> [ACTIONS TO TAKE]:
a: From the excerpt on network attachments, output the passage starting at "As one can infer" and ending at "2. What's Out?".
b: For each statement, answer yes or no on whether it agrees with the excerpt on network attachments, and quote the words of the excerpt that decide it. (i) A bearer may be either a physical or a logical link. (ii) The network enforces the policies for a network attachment on each individual host. (iii) Rate-limits are usually configured in ingress nodes.

> [EXCERPTED TEXT]:
##############################
Connectivity services are provided by networks to customers via dedicated terminating points, such as customer edges (CEs) or User Equipment (UE). To facilitate data transfer via the provider network, it is assumed that appropriate setup is provisioned over the links that connect customer terminating points and a provider network (usually via a Provider Edge (PE)), successfully allowing data exchange over these links. The required setup is referred to in this document as network attachments, while the underlying link is referred to as "bearers".¶

The bearer can be a physical or logical link that connects a customer device to a provider network. A bearer can be a wireless or wired link. The same or multiple bearer technologies can be used to establish the bearer (e.g., WLAN or cellular) to graft customer terminating points to a network.¶

Figure 1 shows an example of a network that connects CEs and hosts (UE, for example). These CEs are servicing other (internal) hosts. The identification of these hosts is hidden from the network. The policies enforced at the network for a network attachment are per-subscriber, not per-host. Typically, if a CE is provided with a /56 IPv6 prefix, policies are enforced in the network on that /56 not the individual /64s that will be used by internal hosts. A customer terminating point may be serviced with one (e.g., UE#1, CE#1, and CE#3) or multiple network attachments (e.g., CE#2). For the sake of simplicity, Figure 1 does not show the interconnection with other networks or multi-homed CEs.¶

Customer terminating points are provided with a set of information (e.g., IP address/prefix) to successfully be able to send and receive traffic over a network attachment. The required set of parameters to provision a network attachment is a function of the connectivity service offering. For example, a very limited set of parameters is required for mass-market service offering while a more elaborated set is required for Enterprise services. A comprehensive list of provisioning parameters that are available on the PE-side of a network attachment is specified in [I-D.ietf-opsawg-ntw-attachment-circuit].¶

As discussed, e.g., in Section 4.2 of [RFC7567], packet dropping by network devices occurs mainly to protect the network (e.g., congestion-unresponsive flows) and also to ensure fairness over a shared link. These policies may be intentional policies (e.g., enforced as part of the activation of the network attachment and typically agreed upon service subscription) or be reactive policies (e.g., enforced temporarily to manage an overload or during a DDoS attack mitigation). Rate-limits are usually configured in (ingress) nodes. These rate-limits can be shared with customers when subscribing to a connectivity service (e.g., "A YANG Data Model for Layer 2 Virtual Private Network (L2VPN) Service Delivery" [RFC8466]).¶

Section 5 defines a set parameters that can be used by networks to share the rate-limit policies applied on a network attachment: Throughput Advice. The set of parameters are independent of the address family.¶

This document does not assume nor preclude any specific signaling protocol to share the throughput advices. These parameters are independent of the channel that is used by hosts to discover such policies.¶

Whether host-to-network, network-to-host, or both policies are included in a throughput advice is deployment specific. All these combinations are supported in this document.¶

Also, one or more throughput advice instances may be returned for a given traffic direction. Examples of such instances are discussed in Section 6.¶

Sample uses of the advice by applications are listed in Section 7.¶

As one can infer from the name, a throughput advice is advisory in nature. The advice is provided solely as a hint.¶

In order to ease mapping with specific signaling mechanims, allow for future extensions, and ensure consistent use of the advice, a new IANA registry is created in Section 9.¶

2. What's Out?
##############################
Pointing and labeling entries
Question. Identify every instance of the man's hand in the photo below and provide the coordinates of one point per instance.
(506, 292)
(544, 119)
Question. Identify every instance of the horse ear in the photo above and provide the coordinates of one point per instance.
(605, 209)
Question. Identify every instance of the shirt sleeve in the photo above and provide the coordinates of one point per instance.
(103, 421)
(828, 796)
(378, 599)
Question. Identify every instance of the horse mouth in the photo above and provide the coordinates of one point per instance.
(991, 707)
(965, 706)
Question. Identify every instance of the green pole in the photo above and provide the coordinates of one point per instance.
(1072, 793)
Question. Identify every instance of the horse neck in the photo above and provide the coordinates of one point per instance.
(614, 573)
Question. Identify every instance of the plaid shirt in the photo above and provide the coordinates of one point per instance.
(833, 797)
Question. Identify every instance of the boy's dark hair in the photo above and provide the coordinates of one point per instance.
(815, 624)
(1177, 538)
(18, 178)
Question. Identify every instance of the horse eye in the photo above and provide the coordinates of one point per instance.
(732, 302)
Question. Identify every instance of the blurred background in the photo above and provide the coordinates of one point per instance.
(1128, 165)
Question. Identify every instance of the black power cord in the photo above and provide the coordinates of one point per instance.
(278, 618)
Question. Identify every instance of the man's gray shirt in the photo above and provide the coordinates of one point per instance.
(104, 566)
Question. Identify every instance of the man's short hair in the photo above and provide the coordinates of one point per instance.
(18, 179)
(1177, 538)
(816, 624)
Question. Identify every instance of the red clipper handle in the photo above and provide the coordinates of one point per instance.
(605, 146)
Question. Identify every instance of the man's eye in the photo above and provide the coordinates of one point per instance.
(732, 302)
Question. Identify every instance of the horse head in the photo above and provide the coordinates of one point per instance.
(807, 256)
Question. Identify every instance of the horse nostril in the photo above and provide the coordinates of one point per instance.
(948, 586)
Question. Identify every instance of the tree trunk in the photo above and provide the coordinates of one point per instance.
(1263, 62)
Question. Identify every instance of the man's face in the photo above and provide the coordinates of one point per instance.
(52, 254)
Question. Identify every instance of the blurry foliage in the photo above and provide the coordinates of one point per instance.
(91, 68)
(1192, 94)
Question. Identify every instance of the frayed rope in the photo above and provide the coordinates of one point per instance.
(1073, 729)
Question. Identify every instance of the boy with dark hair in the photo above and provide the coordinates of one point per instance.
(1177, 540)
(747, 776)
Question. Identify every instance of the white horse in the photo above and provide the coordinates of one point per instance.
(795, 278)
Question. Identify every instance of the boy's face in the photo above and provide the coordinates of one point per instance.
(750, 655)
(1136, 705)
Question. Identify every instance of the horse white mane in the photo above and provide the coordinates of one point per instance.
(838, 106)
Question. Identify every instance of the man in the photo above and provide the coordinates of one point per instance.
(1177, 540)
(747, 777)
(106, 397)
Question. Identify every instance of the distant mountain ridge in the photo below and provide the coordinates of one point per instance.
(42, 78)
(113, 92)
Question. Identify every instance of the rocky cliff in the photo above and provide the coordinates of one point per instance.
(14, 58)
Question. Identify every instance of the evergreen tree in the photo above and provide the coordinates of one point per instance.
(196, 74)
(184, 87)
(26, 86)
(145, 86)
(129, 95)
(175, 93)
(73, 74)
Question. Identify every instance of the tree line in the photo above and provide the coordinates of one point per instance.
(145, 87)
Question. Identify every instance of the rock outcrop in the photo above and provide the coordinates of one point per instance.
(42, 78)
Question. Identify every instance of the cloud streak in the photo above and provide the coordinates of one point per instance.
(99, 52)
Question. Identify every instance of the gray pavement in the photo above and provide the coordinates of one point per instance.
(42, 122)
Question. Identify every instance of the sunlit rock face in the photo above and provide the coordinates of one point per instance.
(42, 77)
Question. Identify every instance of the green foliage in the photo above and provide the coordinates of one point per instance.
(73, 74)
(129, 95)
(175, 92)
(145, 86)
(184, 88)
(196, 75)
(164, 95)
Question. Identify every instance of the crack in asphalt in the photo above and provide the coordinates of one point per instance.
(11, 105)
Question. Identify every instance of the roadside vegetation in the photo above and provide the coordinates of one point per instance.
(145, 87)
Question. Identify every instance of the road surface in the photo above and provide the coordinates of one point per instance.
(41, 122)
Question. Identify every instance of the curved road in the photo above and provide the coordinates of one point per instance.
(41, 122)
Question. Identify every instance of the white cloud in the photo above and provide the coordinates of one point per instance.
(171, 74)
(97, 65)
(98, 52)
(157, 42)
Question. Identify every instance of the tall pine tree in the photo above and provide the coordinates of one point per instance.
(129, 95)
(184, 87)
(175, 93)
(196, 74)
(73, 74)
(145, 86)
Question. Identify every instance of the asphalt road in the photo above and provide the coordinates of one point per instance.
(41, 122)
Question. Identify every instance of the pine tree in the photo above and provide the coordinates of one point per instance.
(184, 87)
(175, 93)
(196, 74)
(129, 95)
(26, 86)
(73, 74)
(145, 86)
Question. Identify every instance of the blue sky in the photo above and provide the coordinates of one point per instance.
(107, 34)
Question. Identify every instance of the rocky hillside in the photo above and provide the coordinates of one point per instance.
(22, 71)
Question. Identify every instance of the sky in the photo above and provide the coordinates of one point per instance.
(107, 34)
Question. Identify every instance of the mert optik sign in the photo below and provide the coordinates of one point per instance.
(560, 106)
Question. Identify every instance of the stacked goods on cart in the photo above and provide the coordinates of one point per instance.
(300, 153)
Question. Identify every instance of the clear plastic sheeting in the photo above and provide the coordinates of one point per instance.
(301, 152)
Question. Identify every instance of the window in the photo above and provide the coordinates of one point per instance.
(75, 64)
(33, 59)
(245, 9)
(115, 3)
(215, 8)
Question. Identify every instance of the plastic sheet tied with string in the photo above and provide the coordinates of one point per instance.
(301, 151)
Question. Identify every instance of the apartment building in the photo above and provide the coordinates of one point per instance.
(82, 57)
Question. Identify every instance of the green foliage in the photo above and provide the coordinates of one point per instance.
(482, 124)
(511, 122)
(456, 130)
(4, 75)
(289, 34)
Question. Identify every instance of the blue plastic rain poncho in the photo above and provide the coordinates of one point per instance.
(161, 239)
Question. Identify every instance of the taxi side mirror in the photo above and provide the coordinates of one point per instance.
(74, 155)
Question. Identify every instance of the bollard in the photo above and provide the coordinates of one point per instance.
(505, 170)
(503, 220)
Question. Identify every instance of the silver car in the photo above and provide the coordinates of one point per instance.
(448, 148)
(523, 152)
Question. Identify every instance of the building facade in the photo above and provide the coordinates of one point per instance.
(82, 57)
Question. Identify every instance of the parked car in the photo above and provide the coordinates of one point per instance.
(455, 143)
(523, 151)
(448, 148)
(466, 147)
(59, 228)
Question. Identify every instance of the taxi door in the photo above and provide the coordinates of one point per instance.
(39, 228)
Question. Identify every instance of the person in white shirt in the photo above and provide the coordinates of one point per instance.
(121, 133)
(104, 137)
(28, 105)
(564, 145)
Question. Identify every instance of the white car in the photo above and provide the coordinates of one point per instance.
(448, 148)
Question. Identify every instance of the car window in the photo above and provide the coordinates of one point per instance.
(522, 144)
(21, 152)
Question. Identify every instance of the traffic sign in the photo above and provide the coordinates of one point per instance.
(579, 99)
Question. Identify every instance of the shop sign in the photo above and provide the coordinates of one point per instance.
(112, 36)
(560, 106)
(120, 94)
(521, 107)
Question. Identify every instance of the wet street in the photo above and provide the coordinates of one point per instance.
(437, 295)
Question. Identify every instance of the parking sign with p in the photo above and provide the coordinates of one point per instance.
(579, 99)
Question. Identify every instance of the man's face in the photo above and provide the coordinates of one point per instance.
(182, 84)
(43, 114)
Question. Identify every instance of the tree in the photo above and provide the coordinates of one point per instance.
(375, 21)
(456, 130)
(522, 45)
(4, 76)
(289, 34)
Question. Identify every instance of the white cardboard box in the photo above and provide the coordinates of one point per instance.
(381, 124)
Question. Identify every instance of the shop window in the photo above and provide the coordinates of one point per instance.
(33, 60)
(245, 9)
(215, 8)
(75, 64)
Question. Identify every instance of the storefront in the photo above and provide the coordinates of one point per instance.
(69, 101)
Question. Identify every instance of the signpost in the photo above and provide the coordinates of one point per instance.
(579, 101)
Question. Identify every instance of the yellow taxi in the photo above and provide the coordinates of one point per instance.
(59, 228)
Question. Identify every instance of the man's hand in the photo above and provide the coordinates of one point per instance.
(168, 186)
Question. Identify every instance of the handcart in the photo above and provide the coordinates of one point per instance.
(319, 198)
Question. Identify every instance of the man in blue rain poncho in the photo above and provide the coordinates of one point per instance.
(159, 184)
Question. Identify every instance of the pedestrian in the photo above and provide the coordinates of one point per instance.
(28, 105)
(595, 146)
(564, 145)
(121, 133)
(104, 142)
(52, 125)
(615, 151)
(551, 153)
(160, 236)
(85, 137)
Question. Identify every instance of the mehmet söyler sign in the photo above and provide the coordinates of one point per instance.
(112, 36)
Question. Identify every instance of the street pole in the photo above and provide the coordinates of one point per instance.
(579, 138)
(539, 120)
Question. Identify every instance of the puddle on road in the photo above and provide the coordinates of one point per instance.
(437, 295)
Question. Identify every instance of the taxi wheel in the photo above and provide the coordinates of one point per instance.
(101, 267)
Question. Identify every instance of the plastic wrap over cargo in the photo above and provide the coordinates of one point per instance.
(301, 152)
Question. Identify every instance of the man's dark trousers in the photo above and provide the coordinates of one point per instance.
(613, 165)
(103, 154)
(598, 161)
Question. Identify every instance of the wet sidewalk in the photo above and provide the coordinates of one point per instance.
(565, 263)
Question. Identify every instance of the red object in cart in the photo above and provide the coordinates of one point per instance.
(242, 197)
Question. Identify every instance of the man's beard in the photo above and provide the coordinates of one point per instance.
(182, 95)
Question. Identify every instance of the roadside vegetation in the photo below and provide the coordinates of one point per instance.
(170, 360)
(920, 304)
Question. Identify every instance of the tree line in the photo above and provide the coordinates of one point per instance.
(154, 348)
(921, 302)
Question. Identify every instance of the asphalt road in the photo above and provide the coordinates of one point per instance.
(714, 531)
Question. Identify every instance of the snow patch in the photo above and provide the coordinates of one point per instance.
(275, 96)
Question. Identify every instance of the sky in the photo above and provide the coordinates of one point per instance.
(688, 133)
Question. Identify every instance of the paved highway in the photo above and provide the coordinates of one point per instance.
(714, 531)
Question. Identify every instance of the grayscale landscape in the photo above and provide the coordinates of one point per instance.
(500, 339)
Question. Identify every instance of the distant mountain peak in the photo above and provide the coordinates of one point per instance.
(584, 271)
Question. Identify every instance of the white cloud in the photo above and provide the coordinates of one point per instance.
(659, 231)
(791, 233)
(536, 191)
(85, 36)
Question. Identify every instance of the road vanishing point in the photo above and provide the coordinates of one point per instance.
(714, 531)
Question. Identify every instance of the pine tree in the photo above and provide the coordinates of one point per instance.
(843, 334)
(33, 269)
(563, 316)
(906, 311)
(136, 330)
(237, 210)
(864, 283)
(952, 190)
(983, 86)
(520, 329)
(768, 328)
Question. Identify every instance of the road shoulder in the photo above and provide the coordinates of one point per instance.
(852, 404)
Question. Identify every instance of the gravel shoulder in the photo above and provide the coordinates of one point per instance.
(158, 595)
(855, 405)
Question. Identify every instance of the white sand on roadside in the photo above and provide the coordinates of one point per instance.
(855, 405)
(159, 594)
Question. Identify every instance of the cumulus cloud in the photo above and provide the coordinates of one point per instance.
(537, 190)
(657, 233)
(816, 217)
##############################
> [RESPONSES TO THE EXERCISE]:
a:
As one can infer from the name, a throughput advice is advisory in nature. The advice is provided solely as a hint.¶

In order to ease mapping with specific signaling mechanims, allow for future extensions, and ensure consistent use of the advice, a new IANA registry is created in Section 9.¶

2. What's Out?

b:
(i) Yes: "The bearer can be a physical or logical link that connects a customer device to a provider network."
(ii) No: "The policies enforced at the network for a network attachment are per-subscriber, not per-host."
(iii) Yes: "Rate-limits are usually configured in (ingress) nodes."